Texto para análise |
++++++++++++++++++++
Em meio ao período de pandemia e isolamento social inúmeras são as mudanças de organização da vida social, econômica, política, cultural. Uma das preocupações em relação à ampliação da convivência familiar é a violência, especialmente em relação às mulheres. A partir dos dados da Secretaria de Segurança Pública constata-se a queda nos registros oficiais de violência contra mulher no Rio Grande do Sul no mês de abril em relação ao início do ano. Ainda assim, foram 113 ocorrências diariamente no estado, significando 5 situações de violência por hora.
O ObservaSinos, programa do Instituto Humanitas Unisinos - IHU, analisou os dados para o Rio Grande do Sul e Região Metropolitana de Porto Alegre durante o período de pandemia da Covid-19.
Eis os números.
O estado do Rio Grande do Sul registrou 19.703 ocorrências de violência contra a mulher entre casos de ameaça, lesão corporal, estupro, feminicídio consumado e tentado, nos meses de janeiro a abril deste ano. Deste total, 11.849 das ocorrências estão relacionadas à ameaça, 7.188 são de lesão corporal, 528 estupros, 36 feminicídios consumados e 102 feminicídios tentados.
Em relação a março e abril, meses de isolamento social, observa-se uma queda nos registros de violência. Ainda assim, no mês de abril, em que o período de isolamento social foi completo para análise dos dados, houve 3.391 registros de violência. Isto equivale a, aproximadamente, 113 casos por dia no mês de abril, sendo 5 registros por hora no estado.
++++++++++++++++++++
Imagens para localização de objetos:
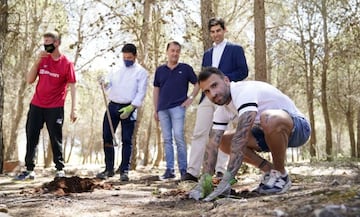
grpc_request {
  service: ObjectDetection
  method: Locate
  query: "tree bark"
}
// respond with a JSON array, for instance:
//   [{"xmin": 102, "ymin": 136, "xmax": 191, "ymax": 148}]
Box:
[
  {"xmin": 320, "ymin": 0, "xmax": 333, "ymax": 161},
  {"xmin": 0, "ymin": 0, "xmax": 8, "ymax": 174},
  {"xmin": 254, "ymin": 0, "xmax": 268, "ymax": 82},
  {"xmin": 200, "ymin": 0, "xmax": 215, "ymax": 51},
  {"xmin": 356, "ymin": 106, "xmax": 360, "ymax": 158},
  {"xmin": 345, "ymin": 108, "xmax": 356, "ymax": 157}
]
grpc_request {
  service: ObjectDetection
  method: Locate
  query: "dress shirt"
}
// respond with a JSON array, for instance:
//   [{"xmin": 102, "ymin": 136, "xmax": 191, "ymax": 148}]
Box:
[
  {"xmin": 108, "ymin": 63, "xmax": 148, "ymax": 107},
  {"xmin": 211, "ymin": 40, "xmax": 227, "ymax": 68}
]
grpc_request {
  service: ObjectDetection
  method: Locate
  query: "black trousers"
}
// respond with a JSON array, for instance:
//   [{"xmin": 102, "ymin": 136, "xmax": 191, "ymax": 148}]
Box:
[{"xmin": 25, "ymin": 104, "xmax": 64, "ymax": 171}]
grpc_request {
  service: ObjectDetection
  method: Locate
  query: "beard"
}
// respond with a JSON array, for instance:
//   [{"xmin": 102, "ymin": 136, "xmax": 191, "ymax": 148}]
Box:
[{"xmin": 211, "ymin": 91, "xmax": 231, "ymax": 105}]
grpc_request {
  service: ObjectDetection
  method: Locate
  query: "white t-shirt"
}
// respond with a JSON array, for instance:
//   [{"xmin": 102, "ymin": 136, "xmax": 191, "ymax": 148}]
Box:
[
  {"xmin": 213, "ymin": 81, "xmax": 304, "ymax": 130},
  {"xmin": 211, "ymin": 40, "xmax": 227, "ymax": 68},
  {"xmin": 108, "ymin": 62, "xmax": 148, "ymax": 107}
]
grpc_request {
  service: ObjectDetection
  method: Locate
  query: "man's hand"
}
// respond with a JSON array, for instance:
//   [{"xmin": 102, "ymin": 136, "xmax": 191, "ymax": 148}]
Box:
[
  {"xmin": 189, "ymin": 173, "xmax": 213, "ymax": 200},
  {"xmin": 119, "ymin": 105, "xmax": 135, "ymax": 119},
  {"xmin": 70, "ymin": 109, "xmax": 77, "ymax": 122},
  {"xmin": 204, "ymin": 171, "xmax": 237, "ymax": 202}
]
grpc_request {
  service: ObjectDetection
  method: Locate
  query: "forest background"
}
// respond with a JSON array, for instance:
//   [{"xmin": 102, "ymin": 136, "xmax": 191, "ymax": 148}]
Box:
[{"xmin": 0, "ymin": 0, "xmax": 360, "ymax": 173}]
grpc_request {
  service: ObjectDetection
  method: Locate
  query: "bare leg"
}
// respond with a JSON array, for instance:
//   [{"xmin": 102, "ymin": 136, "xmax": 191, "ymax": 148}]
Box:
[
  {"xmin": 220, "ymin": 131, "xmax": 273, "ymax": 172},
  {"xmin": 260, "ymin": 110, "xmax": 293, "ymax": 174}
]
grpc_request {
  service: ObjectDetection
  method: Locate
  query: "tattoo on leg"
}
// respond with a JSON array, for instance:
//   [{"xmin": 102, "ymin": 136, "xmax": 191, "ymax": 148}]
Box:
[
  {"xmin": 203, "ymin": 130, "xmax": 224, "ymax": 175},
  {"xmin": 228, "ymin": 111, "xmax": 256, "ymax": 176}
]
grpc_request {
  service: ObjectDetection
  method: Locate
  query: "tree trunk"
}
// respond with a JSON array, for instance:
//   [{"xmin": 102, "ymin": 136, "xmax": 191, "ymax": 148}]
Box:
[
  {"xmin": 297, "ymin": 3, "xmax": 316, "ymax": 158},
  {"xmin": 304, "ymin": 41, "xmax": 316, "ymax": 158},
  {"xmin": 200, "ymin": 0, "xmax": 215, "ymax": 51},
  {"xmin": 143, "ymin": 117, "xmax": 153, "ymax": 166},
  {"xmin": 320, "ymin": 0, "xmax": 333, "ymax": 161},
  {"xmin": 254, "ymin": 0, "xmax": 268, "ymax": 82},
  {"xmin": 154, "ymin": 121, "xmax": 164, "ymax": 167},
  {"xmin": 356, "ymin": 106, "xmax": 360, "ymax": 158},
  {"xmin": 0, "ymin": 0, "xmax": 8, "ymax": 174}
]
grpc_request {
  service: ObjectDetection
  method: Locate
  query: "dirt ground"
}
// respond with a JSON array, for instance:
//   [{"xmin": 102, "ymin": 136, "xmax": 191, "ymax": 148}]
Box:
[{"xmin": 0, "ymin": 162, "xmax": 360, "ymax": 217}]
++++++++++++++++++++
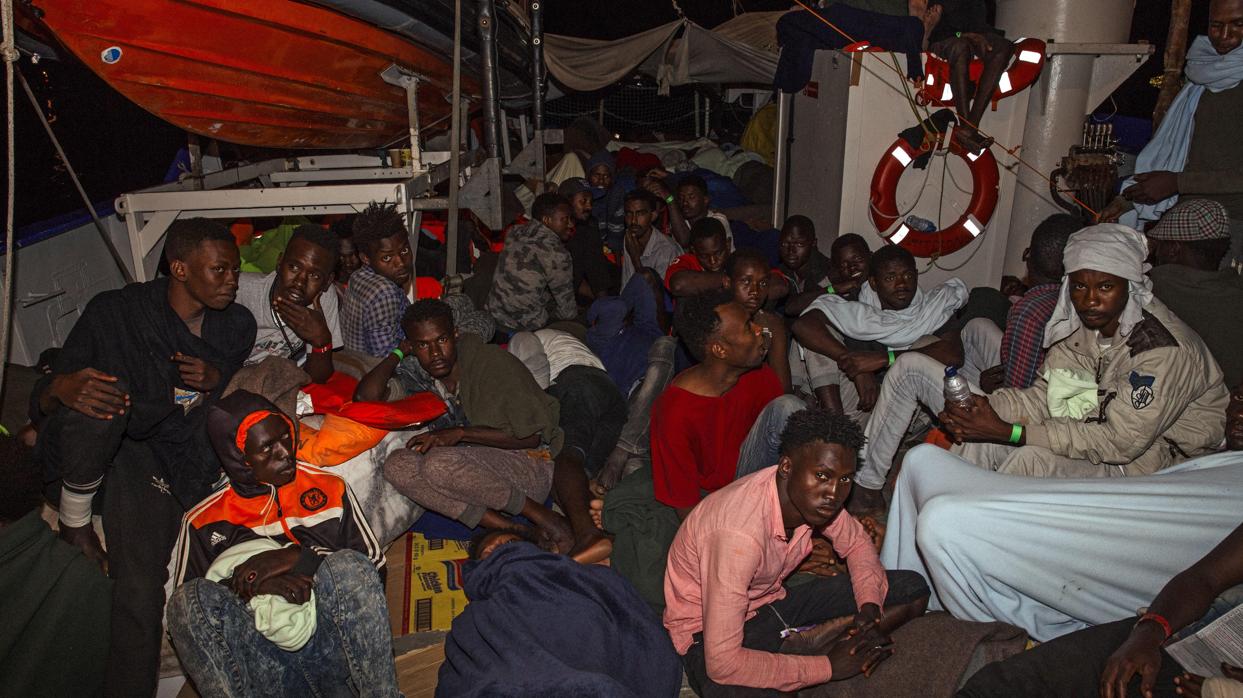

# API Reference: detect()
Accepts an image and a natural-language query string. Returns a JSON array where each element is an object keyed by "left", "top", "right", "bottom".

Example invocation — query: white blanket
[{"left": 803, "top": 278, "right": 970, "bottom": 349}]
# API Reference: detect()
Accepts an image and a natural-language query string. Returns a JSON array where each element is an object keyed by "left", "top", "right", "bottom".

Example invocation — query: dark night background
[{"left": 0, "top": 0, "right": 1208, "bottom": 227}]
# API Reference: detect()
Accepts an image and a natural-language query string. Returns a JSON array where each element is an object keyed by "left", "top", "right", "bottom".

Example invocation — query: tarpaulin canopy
++++++++++++++++++++
Instruções do exercício |
1. Transcreva, do texto sobre a violência contra a mulher no Rio Grande do Sul, o trecho que vai de "Em meio ao período" até "Eis os números.", inclusive.
2. Com base no texto sobre a violência contra a mulher no Rio Grande do Sul, responda:
(a) Qual programa analisou os dados do Rio Grande do Sul e da Região Metropolitana de Porto Alegre?
(b) Quantos estupros foram registrados no estado entre janeiro e abril?
(c) Quantos registros de violência houve no mês de abril?

Gabarito |
1.
Em meio ao período de pandemia e isolamento social inúmeras são as mudanças de organização da vida social, econômica, política, cultural. Uma das preocupações em relação à ampliação da convivência familiar é a violência, especialmente em relação às mulheres. A partir dos dados da Secretaria de Segurança Pública constata-se a queda nos registros oficiais de violência contra mulher no Rio Grande do Sul no mês de abril em relação ao início do ano. Ainda assim, foram 113 ocorrências diariamente no estado, significando 5 situações de violência por hora.
O ObservaSinos, programa do Instituto Humanitas Unisinos - IHU, analisou os dados para o Rio Grande do Sul e Região Metropolitana de Porto Alegre durante o período de pandemia da Covid-19.
Eis os números.

2.
(a) O ObservaSinos, programa do Instituto Humanitas Unisinos - IHU.
(b) 528 estupros.
(c) 3.391 registros.